Pour cette édition des “retrouvailles” du Salon International de l’Agriculture”, le lien entre consommateurs et producteurs est constamment mis en avant par les exposants. Le nouveau label “Nous autrement” créé pour “valoriser autrement les producteurs locaux et tous les acteurs de proximité” de Bourgogne Franche-Comté a justement été présenté le 1er mars sur le stand collectif de la Région.
“Ce champ de blé, il faut le voir comme une baguette de pain”. L’image est limpide. Christophe Richardot, directeur général d’Alliance BFC, brandit une baguette de pain comme le nouvel étendard de la Bourgogne Franche-Comté, en préambule de la soirée “gourmande” de la région au Salon de l’Agriculture.
Le responsable d’Alliance BFC qui réunit trois des cinq coopératives agricoles de la grande région, rode son discours de présentation du tout nouveau label “Nous autrement”.
-*-
### [Tâches à faire]
[a] D'après l'extrait sur le Salon de l'Agriculture, à quelle date et à quel endroit le label « Nous autrement » a-t-il été présenté ?
[b] Relevez chaque ligne des rangées ci-dessous qui contient la chaîne "stripe". La casse compte.
-*-
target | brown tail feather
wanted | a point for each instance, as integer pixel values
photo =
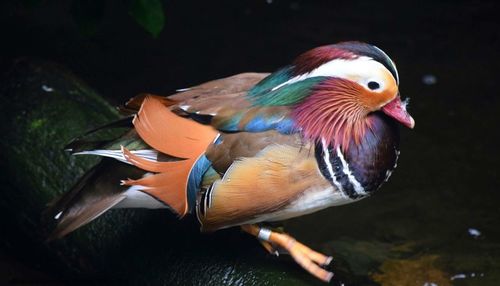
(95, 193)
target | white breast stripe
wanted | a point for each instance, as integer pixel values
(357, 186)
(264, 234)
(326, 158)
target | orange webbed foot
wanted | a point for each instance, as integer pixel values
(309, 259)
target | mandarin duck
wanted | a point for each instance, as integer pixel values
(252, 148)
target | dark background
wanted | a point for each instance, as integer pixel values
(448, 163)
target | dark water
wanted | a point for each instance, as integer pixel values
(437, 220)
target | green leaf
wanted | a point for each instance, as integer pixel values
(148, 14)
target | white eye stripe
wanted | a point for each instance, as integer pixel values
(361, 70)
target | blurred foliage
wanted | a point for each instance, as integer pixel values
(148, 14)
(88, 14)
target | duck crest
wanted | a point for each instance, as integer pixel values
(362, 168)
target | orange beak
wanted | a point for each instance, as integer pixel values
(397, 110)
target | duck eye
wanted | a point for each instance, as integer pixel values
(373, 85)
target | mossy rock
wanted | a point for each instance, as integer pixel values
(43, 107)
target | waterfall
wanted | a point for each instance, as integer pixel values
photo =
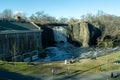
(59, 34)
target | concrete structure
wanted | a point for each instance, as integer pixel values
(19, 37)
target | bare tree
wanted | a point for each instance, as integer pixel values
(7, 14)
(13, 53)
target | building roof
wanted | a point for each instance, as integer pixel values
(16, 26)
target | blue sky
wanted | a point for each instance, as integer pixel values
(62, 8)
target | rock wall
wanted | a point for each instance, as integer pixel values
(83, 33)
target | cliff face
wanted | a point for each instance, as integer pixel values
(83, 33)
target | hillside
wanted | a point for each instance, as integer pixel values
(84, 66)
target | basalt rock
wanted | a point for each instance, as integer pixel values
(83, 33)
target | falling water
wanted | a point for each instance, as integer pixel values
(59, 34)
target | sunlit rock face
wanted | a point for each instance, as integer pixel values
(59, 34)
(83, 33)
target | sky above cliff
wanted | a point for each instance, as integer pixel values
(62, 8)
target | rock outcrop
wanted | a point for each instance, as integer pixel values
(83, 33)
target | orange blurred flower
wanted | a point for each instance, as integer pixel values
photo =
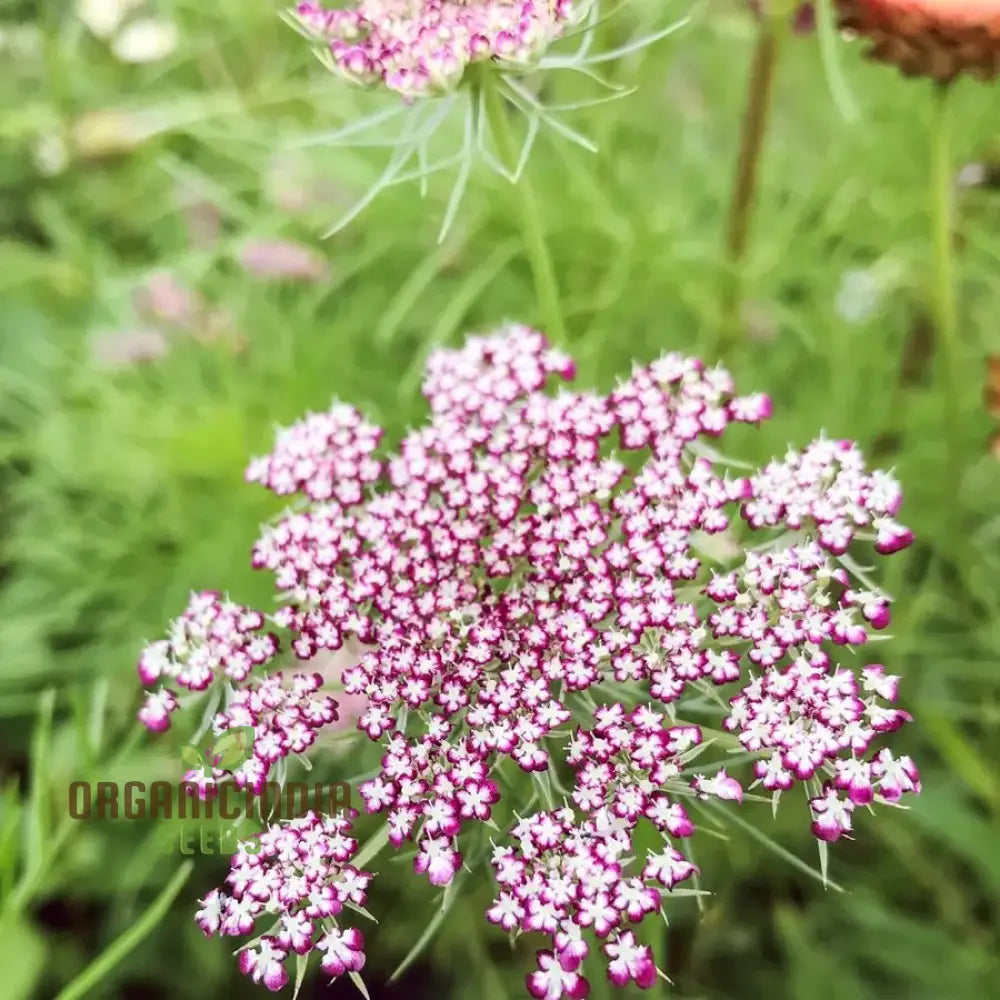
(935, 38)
-*-
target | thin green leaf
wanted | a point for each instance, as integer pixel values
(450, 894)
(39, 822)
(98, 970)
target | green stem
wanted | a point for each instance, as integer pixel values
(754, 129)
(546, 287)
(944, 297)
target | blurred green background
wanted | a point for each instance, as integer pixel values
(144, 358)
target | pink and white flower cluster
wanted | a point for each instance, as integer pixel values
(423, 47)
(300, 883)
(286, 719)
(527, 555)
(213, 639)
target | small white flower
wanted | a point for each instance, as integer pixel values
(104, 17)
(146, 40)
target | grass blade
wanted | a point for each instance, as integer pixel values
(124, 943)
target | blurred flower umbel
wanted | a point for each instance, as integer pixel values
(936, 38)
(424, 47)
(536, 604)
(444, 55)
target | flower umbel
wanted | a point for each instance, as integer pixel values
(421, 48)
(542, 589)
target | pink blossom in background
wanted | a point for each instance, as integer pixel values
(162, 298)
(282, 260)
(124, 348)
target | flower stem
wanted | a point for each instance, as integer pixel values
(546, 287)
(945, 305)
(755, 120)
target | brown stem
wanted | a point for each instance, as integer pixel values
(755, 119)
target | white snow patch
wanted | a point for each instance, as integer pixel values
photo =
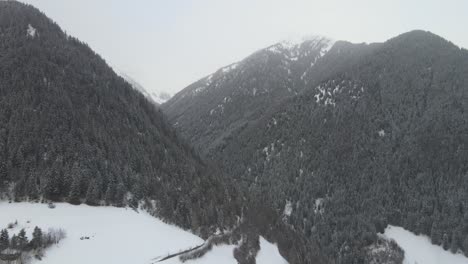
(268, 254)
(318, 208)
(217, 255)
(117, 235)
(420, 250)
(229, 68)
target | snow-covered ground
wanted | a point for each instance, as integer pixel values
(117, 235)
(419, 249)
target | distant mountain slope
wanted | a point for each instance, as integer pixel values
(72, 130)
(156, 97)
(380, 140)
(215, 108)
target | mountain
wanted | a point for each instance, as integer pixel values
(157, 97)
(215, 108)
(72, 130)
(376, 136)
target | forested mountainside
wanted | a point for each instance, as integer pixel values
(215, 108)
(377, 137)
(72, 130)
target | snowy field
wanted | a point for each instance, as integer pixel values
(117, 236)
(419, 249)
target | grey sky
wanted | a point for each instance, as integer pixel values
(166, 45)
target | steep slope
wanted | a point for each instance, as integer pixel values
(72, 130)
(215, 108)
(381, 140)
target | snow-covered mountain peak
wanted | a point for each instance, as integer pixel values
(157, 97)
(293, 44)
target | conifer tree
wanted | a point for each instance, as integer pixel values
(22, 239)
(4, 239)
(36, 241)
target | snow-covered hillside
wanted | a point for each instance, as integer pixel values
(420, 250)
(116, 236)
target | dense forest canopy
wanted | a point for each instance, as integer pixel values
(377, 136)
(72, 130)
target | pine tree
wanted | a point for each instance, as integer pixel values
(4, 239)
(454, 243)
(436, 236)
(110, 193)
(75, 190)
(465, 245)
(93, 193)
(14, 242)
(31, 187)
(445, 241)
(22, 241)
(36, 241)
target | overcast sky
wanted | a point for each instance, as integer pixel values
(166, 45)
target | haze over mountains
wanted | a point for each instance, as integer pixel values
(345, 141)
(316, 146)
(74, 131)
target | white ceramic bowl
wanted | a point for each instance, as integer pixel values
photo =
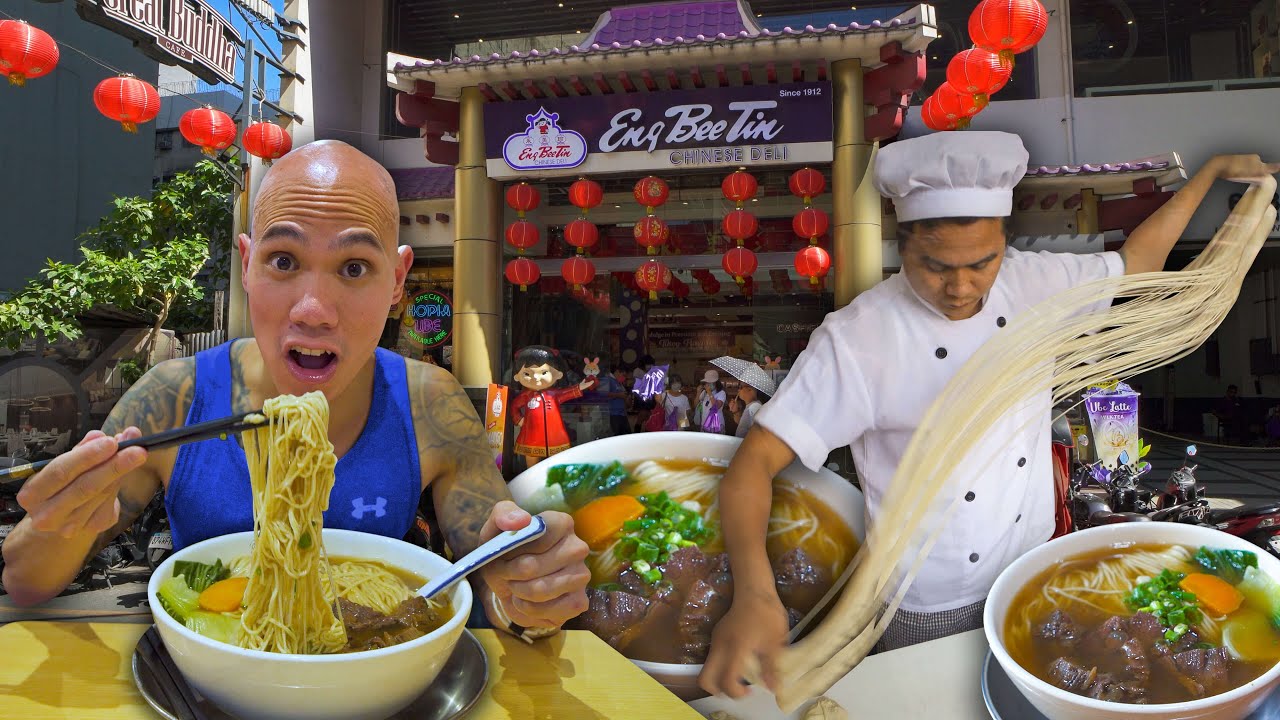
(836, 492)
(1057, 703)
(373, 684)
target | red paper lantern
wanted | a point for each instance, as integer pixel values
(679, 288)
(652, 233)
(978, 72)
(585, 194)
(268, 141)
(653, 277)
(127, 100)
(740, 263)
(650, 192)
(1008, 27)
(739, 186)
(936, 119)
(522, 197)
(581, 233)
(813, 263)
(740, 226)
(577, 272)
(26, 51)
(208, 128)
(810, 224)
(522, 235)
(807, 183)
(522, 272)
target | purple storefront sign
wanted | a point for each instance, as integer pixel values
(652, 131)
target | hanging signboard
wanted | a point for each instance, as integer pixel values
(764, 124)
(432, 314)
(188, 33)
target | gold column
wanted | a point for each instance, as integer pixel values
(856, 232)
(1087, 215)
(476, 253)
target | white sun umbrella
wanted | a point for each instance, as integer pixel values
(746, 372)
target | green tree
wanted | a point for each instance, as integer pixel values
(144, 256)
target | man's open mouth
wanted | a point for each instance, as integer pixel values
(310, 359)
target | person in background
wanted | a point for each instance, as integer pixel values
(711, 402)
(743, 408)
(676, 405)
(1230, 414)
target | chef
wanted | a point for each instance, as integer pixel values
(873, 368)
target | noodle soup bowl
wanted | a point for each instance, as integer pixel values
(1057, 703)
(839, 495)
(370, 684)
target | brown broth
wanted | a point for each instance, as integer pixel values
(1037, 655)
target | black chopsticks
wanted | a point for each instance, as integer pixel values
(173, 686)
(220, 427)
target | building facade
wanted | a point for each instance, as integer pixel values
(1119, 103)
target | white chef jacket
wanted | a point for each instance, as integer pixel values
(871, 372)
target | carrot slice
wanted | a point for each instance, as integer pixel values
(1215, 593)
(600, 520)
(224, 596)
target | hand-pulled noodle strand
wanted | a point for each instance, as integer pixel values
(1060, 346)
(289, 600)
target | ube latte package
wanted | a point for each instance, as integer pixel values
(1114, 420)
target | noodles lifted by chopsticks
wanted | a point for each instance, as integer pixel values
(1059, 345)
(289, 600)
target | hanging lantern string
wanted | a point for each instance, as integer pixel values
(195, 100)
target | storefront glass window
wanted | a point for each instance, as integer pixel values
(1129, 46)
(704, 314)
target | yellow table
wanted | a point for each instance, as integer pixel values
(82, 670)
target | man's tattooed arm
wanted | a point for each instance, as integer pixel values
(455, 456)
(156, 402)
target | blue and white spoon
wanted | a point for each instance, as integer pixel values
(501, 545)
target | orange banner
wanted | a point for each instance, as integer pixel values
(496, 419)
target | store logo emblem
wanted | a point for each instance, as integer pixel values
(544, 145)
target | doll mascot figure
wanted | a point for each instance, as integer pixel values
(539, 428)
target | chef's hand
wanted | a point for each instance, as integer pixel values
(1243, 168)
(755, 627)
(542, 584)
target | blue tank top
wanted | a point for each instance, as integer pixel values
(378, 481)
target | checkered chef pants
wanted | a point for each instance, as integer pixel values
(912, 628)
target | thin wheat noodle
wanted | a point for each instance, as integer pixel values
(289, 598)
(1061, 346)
-*-
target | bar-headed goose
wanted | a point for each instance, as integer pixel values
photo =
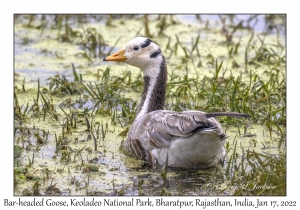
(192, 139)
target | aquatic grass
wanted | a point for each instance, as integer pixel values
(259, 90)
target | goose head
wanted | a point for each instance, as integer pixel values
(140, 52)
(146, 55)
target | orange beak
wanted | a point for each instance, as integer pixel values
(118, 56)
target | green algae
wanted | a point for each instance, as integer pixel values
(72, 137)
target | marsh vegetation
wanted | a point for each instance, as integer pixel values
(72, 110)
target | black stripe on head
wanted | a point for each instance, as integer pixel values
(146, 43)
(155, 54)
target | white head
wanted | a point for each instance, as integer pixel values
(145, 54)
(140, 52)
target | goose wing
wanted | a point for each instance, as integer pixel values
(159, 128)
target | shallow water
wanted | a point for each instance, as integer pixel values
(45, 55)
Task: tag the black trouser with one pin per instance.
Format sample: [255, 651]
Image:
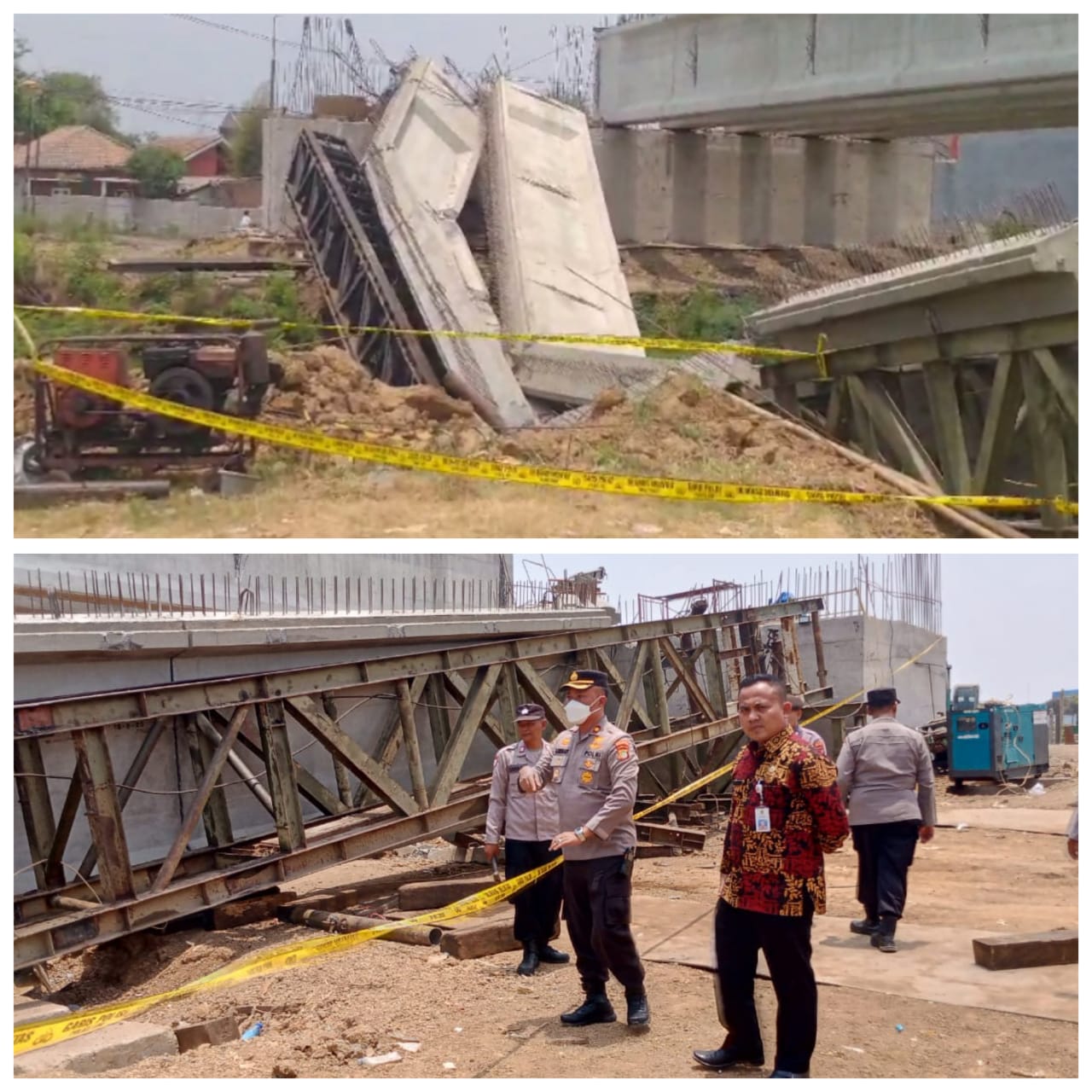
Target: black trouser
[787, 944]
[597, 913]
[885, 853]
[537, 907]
-*-
### [Résultats des tâches]
[a] Le 1er mars, sur le stand collectif de la Région.

[b]
target | white breast stripe
target | white eye stripe
target | black stripe on head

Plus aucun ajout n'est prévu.